■ Exercise ■
Could you copy the items below word for word, starting at the very first line and ending at the line that contains "point(29, 480)", with both of those lines included?
-- BEGIN Provided data --
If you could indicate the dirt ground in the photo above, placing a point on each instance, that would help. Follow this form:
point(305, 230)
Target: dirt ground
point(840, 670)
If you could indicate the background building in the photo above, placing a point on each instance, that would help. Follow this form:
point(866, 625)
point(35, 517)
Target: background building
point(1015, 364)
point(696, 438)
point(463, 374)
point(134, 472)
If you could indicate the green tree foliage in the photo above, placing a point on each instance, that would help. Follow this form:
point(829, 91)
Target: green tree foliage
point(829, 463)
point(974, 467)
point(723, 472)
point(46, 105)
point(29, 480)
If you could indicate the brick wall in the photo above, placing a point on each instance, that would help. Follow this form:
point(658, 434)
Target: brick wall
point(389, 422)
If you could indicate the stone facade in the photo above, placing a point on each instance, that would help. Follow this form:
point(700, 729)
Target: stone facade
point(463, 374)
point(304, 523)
-- END Provided data --
■ Worked solution ■
If you could indicate the dirt ground in the photo above, placing a point on each instance, that would help. Follow this form:
point(305, 230)
Target: dirt ground
point(840, 670)
If you could indicate the background building in the photo above, placing a point on each instance, that would help. Follow this form:
point(866, 625)
point(35, 517)
Target: background building
point(1015, 364)
point(696, 438)
point(463, 374)
point(134, 472)
If you could indicate the green tree foliage in the photo above, placing a point on each instance, that would help. Follow this form:
point(829, 91)
Target: green tree foliage
point(829, 463)
point(974, 467)
point(723, 472)
point(46, 105)
point(29, 480)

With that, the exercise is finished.